= Text block =
>>>

Deborah Powell Boyd—Presente  

For Chinwe Maureen Dike, family was everything as well. And I think perhaps the whole of Nigeria and Nigerians living in the US were her family.  Many wrote at her passing just a year ago.  She had been ill and faced that illness over the years with courage, not allowing her condition to define her—but rather was known for her caring work on behalf of many in the world around her.  She worked at the United Nations and for UN organizations for many years, traveling around the world, and working for the well-being of her people.  She majored in Anthropology and Political Science.  Those who really knew her knew her as “Chips”,  just one reminder of her hope-filled and cheerful spirit. 

Chinwe Maureen Dike—Presente

These three join the others in that realm of the heart’s presence:  In my tradition, we call them saints---and the only requirement for Sainthood is the desire to live fully as a human being.  So let us recall Saints of the Class of 1976 whom we name and bring into the circle of this 2016 reunion:
 

Linda Weiss Manson July 17, 1986
Joan Powers September 24, 1987
Linda Ozolins  February 20, 1989
Mary Marx Sacks June 19, 1989
Laurie Jennings Hunt October 8, 1990
Linda May March 18, 1992
Leslie Rippel  August 27, 1992
Alexandra Tuttle September 22, 1993
Jean Hampton April 2, 1996
Lois Betz Gamble July 4, 1996
Barbara Sheridan Brown February 18, 1997
Ellen Gabriel June 19, 1999
Virginia Tishman Alexander December 7, 1999
Vida Parent Fauver August 27, 2003
Cynthia Dillon August 23, 2005
Jean Donovan February 2, 2007
Ann Bamford Adams May 3, 2007
Annella Brown April 13, 2008
Lenore Ivers May 30, 2008
Elizabeth Quirk November 25, 2008
Delia Saldana December 22, 2008
Teresa Gipson November 27, 2010
Deborah Blackmore Abrams July 15, 2011
Deborah Powell Boyd March 4, 2014
Chinwe Dike May 20, 2015

              
I recently received a book by Irish writer, John O’Donohue called To Bless the Space Between Us. As we move to our next five years, as the spaces widen, be it the distance of geography, or time, or even realms of the cosmos, may the spaces   between us blessed as we hold fast to both memory and future. 

As we live that further journey into our 60s I share the wisdom of Marge Piercy, part of a poem called As the way narrows from Colors Passing Through Us:

What did we expect of the years?

An easy path?  Comfort handed

us like our morning café au lait

with a newspaper we did not bother

 o translate and a perfect crossant?

Virtue rewarded with a nice pension?

………

I can remember hope, remember

ease, but as we age, the way

grows steeper.   Yet we have

taken each other and hold hard.

In that unforgiving night we walk

now  hand in hand alert as foxes

with our senses peeled raw

our steps still sure and bold.             

Marge Piercy, As the way narrows             

Note: At the Class of 1976 reunion class meeting on June 4, 2016, the class voted to donate $300 to the Wellesley College unrestricted fund and $300 dollars to the Wellesley Student Aid Society in memory of Deborah Blackmore Abrams, Deborah Powell Boyd, and Chinwe Dike.

<<<

= Your tasks =
1) Which names in the reunion tribute's list carry a date in 2008?
2) Repeat the part of the reunion tribute that begins at the words containing "our steps still" and stops after "and Chinwe Dike.".

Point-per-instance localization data
>>>

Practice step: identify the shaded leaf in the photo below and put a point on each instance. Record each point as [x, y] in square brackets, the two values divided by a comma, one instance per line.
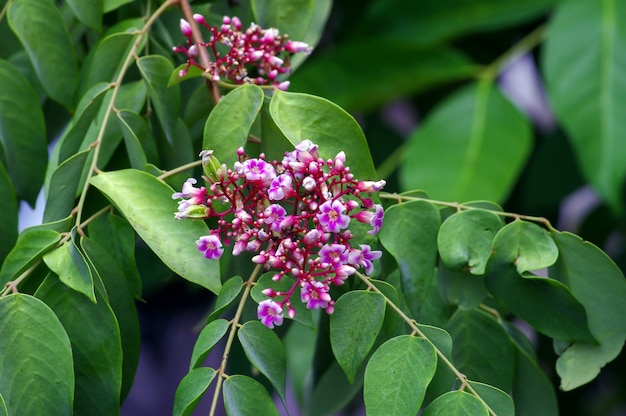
[36, 357]
[354, 327]
[397, 375]
[479, 156]
[191, 389]
[41, 29]
[142, 199]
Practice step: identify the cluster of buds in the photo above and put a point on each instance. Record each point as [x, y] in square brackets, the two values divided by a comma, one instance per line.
[294, 215]
[256, 55]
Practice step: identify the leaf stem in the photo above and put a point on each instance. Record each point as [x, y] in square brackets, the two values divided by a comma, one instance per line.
[413, 325]
[221, 371]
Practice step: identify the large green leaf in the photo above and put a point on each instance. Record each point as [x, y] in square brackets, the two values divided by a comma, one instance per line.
[397, 375]
[588, 94]
[191, 389]
[547, 304]
[354, 327]
[481, 348]
[265, 351]
[478, 156]
[599, 284]
[303, 116]
[96, 347]
[244, 396]
[228, 125]
[36, 370]
[344, 74]
[410, 235]
[147, 204]
[41, 29]
[22, 133]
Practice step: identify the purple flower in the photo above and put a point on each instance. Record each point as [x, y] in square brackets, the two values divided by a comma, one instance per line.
[211, 246]
[364, 257]
[270, 313]
[258, 171]
[314, 294]
[333, 254]
[331, 216]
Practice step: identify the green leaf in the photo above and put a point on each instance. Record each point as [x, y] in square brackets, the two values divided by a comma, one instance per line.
[265, 351]
[41, 29]
[354, 327]
[123, 306]
[191, 389]
[303, 116]
[343, 75]
[228, 293]
[455, 403]
[410, 235]
[133, 127]
[229, 123]
[464, 239]
[64, 184]
[36, 357]
[96, 347]
[599, 284]
[117, 237]
[291, 17]
[481, 348]
[88, 11]
[155, 70]
[8, 207]
[22, 133]
[545, 303]
[247, 397]
[479, 156]
[210, 335]
[397, 375]
[69, 264]
[30, 246]
[142, 199]
[588, 97]
[303, 315]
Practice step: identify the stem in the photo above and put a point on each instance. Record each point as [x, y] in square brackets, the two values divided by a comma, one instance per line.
[413, 325]
[457, 206]
[221, 372]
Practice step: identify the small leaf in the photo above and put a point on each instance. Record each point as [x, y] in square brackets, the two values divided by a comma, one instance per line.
[354, 327]
[410, 235]
[464, 239]
[22, 133]
[97, 351]
[210, 335]
[191, 389]
[247, 397]
[397, 375]
[479, 156]
[455, 403]
[69, 264]
[545, 303]
[147, 204]
[36, 357]
[41, 29]
[599, 284]
[303, 116]
[229, 123]
[265, 351]
[30, 246]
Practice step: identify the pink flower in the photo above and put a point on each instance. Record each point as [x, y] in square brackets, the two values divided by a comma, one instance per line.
[270, 313]
[211, 246]
[331, 216]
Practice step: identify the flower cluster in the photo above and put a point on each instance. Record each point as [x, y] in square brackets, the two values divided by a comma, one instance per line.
[256, 55]
[294, 215]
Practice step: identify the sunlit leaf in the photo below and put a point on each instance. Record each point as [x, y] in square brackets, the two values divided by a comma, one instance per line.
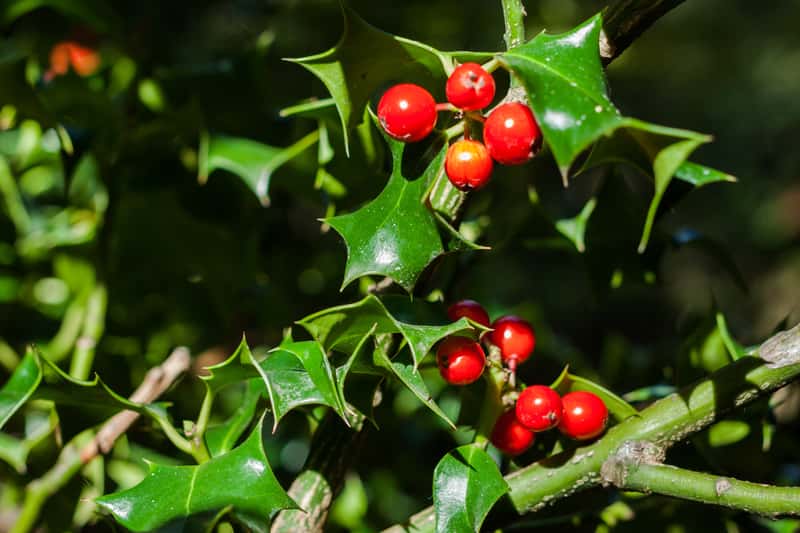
[466, 484]
[342, 327]
[20, 386]
[241, 478]
[252, 161]
[352, 76]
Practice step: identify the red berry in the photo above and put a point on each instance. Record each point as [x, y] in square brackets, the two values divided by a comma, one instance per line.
[407, 112]
[461, 360]
[539, 408]
[470, 309]
[84, 60]
[515, 338]
[468, 165]
[509, 436]
[470, 87]
[511, 133]
[584, 416]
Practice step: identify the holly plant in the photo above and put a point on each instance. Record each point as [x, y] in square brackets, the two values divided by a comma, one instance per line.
[187, 346]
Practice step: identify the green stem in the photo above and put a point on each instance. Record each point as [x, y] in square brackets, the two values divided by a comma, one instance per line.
[64, 340]
[83, 357]
[39, 490]
[710, 489]
[492, 405]
[200, 451]
[666, 422]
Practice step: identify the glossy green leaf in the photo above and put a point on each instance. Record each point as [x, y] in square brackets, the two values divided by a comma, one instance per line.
[61, 388]
[252, 161]
[699, 175]
[221, 438]
[342, 327]
[300, 374]
[619, 408]
[292, 375]
[401, 366]
[352, 76]
[20, 386]
[241, 478]
[466, 484]
[395, 234]
[564, 79]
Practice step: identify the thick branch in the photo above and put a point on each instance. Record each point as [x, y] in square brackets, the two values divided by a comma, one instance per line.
[626, 20]
[707, 488]
[666, 422]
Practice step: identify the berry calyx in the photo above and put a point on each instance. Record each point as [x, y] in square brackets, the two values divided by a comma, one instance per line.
[511, 134]
[509, 436]
[538, 408]
[469, 309]
[515, 338]
[468, 164]
[407, 112]
[584, 415]
[470, 87]
[461, 360]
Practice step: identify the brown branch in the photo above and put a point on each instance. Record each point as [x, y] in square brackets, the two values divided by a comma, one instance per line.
[69, 462]
[625, 20]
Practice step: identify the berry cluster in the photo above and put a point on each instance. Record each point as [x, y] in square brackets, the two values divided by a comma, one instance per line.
[511, 136]
[580, 415]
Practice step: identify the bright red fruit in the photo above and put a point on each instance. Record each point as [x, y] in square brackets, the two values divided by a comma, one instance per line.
[470, 309]
[539, 408]
[515, 338]
[461, 360]
[407, 112]
[468, 165]
[509, 436]
[511, 133]
[470, 87]
[84, 60]
[584, 416]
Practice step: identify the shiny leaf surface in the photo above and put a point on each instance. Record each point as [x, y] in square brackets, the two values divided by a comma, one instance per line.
[395, 234]
[241, 478]
[466, 484]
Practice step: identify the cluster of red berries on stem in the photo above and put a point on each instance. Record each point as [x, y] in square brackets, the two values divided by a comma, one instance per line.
[580, 415]
[511, 136]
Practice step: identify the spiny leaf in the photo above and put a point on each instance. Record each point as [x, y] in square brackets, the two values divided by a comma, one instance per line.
[343, 326]
[657, 151]
[466, 485]
[222, 437]
[566, 86]
[402, 367]
[20, 386]
[252, 161]
[241, 478]
[352, 76]
[292, 375]
[564, 79]
[395, 234]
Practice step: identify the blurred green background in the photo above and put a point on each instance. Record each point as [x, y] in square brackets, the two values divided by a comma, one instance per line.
[199, 265]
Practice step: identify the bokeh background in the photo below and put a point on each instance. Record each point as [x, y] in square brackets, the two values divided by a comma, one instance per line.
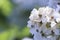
[14, 16]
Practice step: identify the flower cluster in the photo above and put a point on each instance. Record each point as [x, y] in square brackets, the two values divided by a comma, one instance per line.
[44, 23]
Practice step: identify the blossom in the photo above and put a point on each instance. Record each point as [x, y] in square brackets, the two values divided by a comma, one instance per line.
[43, 23]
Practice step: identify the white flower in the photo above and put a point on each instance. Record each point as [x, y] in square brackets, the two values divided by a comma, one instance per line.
[44, 23]
[53, 24]
[58, 20]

<<<

= Results in order =
1)
Annella Brown
Lenore Ivers
Elizabeth Quirk
Delia Saldana

2)
our steps still sure and bold.             

Marge Piercy, As the way narrows             

Note: At the Class of 1976 reunion class meeting on June 4, 2016, the class voted to donate $300 to the Wellesley College unrestricted fund and $300 dollars to the Wellesley Student Aid Society in memory of Deborah Blackmore Abrams, Deborah Powell Boyd, and Chinwe Dike.